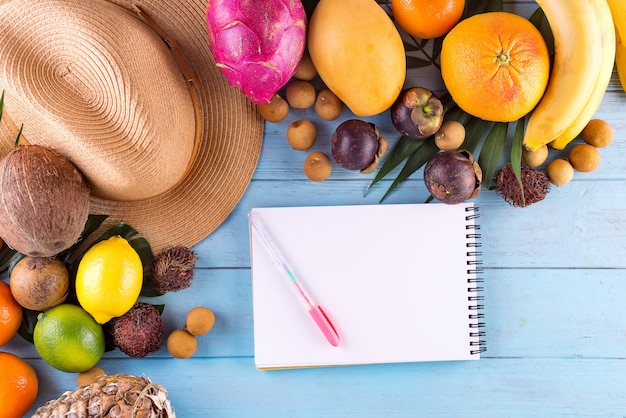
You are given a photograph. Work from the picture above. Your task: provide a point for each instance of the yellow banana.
(618, 9)
(620, 62)
(602, 82)
(577, 30)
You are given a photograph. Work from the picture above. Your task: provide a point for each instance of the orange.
(427, 19)
(10, 314)
(495, 66)
(18, 386)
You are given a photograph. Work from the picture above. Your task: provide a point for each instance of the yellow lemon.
(109, 279)
(68, 338)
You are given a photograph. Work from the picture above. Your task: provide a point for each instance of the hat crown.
(95, 83)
-=-=-=-=-
**Directive**
Repeat the stretch from the line containing "the hat crown." through the end of the data, with the request included. Multiply each point coordinate in the answers by 0.8 and round to whole numbers, with halves going up.

**Problem solution**
You are given a photograph. Work from the picture above. Your task: provide a point for each instance of the hat crown.
(76, 66)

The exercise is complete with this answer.